* **Texto fornecido**
--------------------------------------------------

Outro tipo de falsa dicotomia
apontado por Temkin seria o dilema de que ou aceitamos uma forma de
externalismo ou nada importa. Temkin chama de internalismo, o que pode
ser melhor designado como subjetivismo, segundo o qual nossas razões
para agir são fornecidas por fatos relativos aos nossos estados psicológicos.
Contudo, é possível defender uma forma de subjetivismo externalista. De
acordo com o subjetivismo externalista, nós temos razões externas puramente
normativas somente quando e porque temos razões psicológicas internas. O objetivismo,
por sua vez, é a posição de que nossas razões para agir são fornecidas, não por
fatos sobre como podemos atingir nossos objetivos presentes, mas pelos fatos
que nos dão tanto razões para ter certos objetivos quanto para perseguir esses
objetivos. Esses são fatos que tornam os objetos de nossos objetivos dignos de
serem buscados. Essas razões podem ser denominadas como razões baseadas em
valores ou razões objetivas.
Tanto subjetivistas quanto
objetivistas podem dizer que aquilo que temos mais razão em fazer é o mesmo que
aquilo que escolheríamos fazer se estivermos completamente bem-informados e
pensando racionalmente. Enquanto subjetivistas entendem isso no sentido de que
decidiríamos o que fazer em termos proceduralmente racional, isto é,
relativo aos fatos que pensamos ser relevantes. Já objetivistas entenderiam a
noção de escolha racional e bem-informada em um sentido substantivamente
racional, isto é, como aquilo que temos razões normativas suficientemente
decisivas de fazer. Ao invés de acreditar que aquilo que devemos escolher
depende daquilo que temos razões em fazer, subjetivistas acreditam que as
razões que temos dependem daquilo que escolheríamos fazer após deliberação
proceduralmente racional e
bem-informada.

--------------------------------------------------

* **Exercício**
Devolva, sem nenhuma alteração, a passagem do texto sobre razões para agir que vai de "Outro tipo de" a "nossos estados psicológicos.".

* **Trecho dos dados**
--------------------------------------------------

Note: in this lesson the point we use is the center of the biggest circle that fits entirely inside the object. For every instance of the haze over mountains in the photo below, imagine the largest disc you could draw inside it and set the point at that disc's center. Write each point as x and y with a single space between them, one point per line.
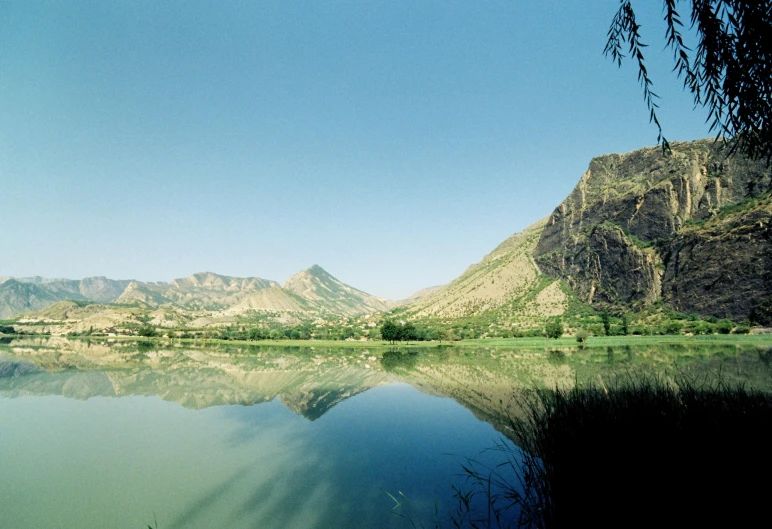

--------------------------------------------------

* **Resposta esperada**
Outro tipo de falsa dicotomia
apontado por Temkin seria o dilema de que ou aceitamos uma forma de
externalismo ou nada importa. Temkin chama de internalismo, o que pode
ser melhor designado como subjetivismo, segundo o qual nossas razões
para agir são fornecidas por fatos relativos aos nossos estados psicológicos.